Locate every line in the items that contains the word "water" and copy each one out in full. Case counts.

SOURCE DATA
================
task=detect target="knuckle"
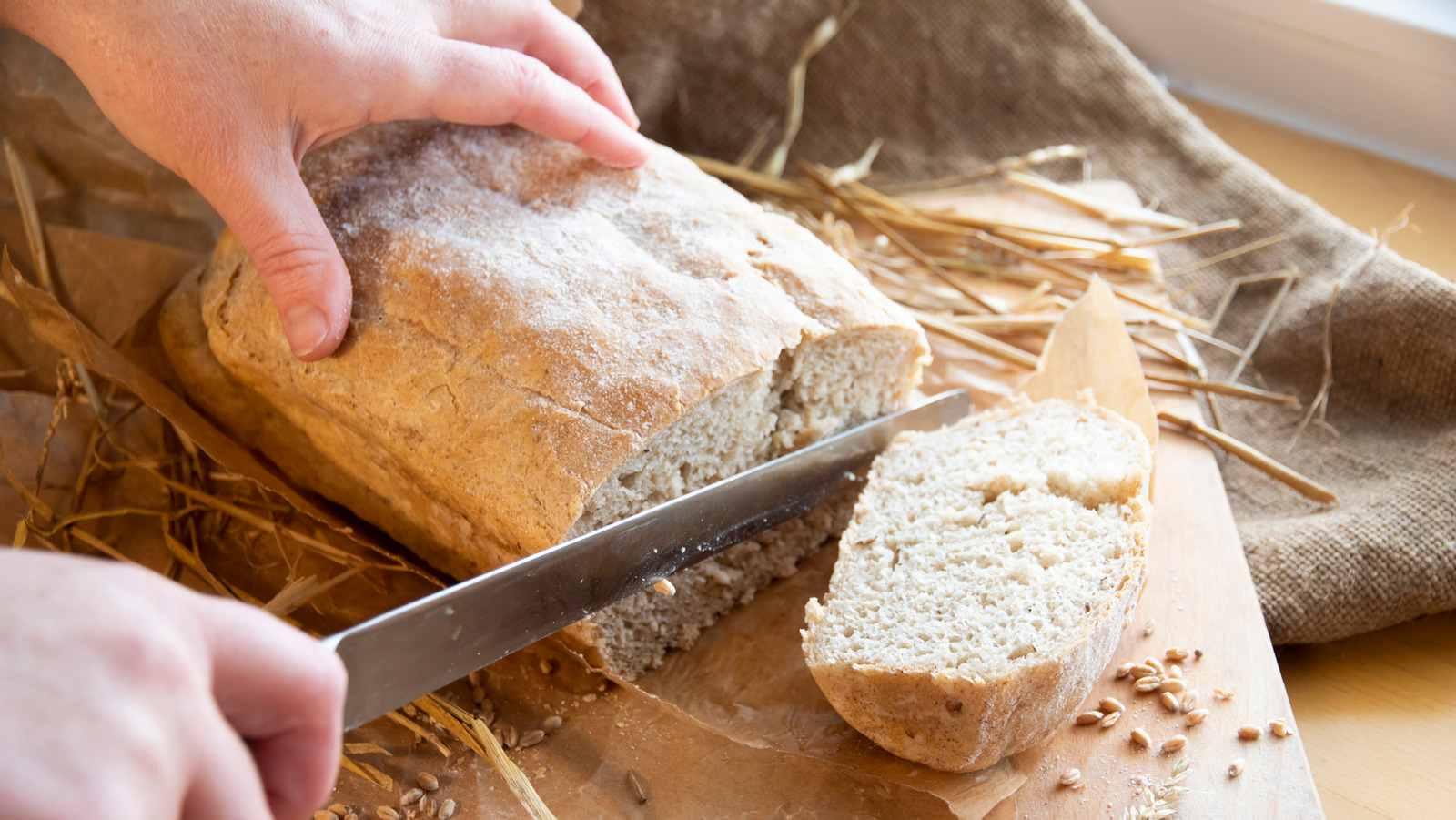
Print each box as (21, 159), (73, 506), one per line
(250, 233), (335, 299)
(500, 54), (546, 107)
================
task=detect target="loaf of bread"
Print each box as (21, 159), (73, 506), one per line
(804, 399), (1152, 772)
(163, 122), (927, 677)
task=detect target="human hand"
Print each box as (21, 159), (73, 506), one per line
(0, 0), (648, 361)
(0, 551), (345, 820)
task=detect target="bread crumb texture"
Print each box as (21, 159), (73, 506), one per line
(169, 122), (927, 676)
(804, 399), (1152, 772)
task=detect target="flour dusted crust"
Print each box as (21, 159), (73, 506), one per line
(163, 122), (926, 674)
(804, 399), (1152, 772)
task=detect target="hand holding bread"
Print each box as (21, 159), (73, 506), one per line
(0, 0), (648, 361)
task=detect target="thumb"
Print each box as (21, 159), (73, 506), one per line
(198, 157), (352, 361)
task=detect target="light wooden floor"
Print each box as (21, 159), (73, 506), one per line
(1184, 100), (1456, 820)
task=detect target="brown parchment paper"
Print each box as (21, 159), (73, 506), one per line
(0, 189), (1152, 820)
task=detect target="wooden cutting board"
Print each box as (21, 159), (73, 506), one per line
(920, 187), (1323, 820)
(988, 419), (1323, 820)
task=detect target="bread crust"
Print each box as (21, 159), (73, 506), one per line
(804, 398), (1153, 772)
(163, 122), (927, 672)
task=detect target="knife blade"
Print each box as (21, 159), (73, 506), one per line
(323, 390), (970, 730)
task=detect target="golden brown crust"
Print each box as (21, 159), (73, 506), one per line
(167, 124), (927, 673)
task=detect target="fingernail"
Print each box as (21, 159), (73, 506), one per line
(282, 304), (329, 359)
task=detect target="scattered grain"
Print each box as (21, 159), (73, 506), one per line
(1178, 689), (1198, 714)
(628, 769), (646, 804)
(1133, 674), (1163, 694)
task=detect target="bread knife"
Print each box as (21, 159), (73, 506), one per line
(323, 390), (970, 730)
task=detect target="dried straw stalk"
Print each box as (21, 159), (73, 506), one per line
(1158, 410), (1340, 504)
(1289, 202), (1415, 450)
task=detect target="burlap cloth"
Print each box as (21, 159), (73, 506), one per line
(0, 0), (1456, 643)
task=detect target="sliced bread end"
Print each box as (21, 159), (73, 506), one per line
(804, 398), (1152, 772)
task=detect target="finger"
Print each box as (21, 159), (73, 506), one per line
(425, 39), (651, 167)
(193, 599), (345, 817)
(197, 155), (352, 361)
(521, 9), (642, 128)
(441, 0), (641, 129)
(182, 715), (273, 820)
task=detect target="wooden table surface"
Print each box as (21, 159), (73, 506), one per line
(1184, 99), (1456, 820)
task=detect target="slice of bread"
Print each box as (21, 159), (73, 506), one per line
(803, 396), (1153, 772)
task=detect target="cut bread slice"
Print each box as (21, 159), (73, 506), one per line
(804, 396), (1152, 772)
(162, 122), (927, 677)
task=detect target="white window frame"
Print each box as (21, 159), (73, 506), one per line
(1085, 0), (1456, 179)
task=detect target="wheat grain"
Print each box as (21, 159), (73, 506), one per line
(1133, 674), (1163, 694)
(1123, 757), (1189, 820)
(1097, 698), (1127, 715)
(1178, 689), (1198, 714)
================
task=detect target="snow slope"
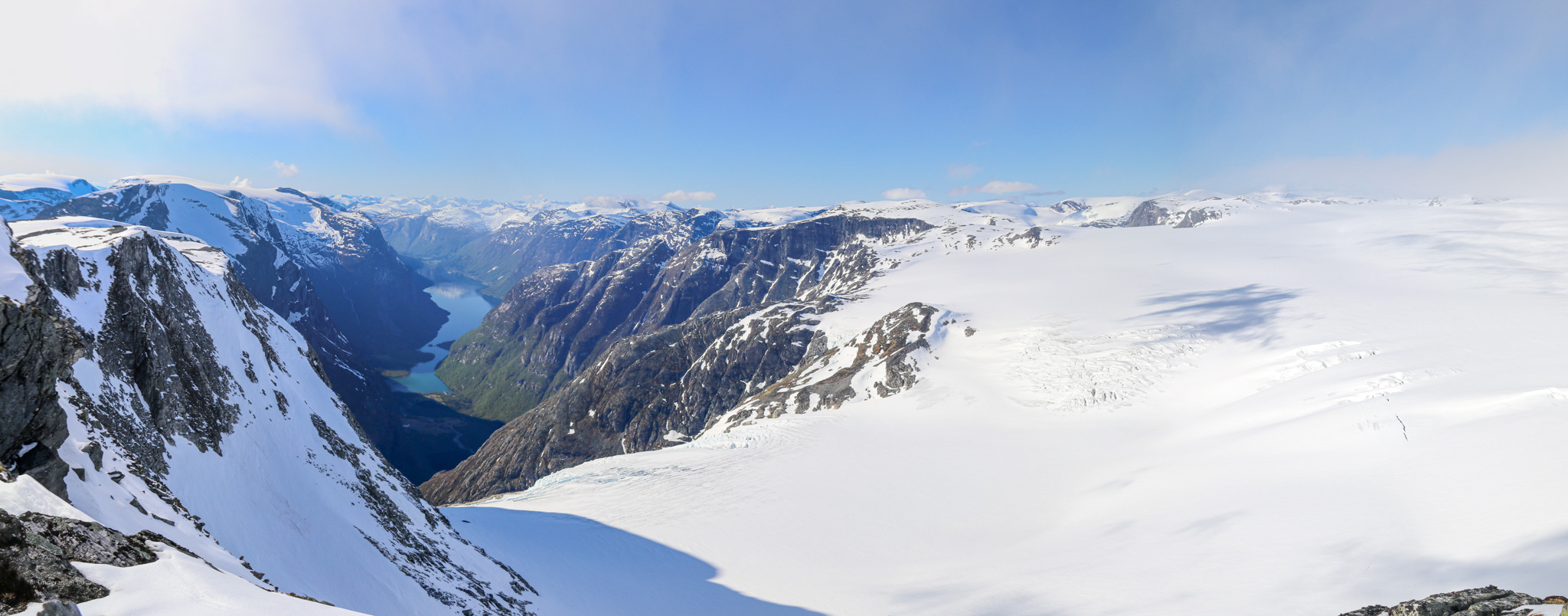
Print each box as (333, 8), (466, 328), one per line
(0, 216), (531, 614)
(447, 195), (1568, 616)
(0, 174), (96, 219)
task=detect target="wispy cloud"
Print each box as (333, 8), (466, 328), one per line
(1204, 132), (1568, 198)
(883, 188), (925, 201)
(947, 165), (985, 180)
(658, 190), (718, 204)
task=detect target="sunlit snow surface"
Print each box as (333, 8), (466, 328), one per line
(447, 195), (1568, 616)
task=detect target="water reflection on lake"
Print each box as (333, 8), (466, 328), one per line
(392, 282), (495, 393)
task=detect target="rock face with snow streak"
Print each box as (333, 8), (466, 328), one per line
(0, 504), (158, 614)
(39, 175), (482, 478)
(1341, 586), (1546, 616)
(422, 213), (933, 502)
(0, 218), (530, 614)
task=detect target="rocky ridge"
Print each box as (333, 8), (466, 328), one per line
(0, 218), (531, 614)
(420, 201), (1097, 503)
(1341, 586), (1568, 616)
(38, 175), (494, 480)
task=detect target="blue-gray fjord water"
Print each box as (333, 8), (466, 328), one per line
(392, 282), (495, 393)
================
COMPLETED TASK
task=detect target="water reflection on lake"
task=detect target="blue-gray fjord water"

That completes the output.